Copy the data exactly.

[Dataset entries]
+ + + + +

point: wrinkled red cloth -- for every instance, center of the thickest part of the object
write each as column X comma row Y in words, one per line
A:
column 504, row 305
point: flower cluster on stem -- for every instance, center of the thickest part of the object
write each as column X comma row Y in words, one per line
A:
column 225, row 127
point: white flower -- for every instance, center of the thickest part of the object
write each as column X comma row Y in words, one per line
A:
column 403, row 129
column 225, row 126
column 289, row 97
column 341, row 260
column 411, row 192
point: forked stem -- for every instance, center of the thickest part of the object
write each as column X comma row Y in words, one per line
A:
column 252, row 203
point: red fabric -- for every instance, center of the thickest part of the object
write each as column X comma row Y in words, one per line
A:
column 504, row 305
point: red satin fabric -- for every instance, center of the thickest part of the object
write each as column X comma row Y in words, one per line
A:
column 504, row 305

+ + + + +

> RESPONSE TO THE TASK:
point: wrinkled red cloth -- for every instance, center of the thickest part of the object
write each as column X comma row Y in words, one per line
A:
column 504, row 305
point: flower cluster on stem -- for every instance, center of the thickest part of the object
write each as column X comma row Y in words, one per line
A:
column 225, row 127
point: white flower -- for every instance, center of the thickest part of the object
write each as column X comma row Y in words, one per line
A:
column 403, row 129
column 225, row 126
column 289, row 97
column 341, row 260
column 411, row 192
point: forked stem -- for every instance, center of the thickest part of the object
write each as column X comma row Y in words, one per line
A:
column 252, row 203
point: red fabric -- for every instance, center of the thickest part of the object
write each as column X comma row Y in words, one per line
A:
column 504, row 305
point: red satin fabric -- for every instance, center of the thickest part of the object
write each as column X comma row Y in words, one per line
A:
column 504, row 305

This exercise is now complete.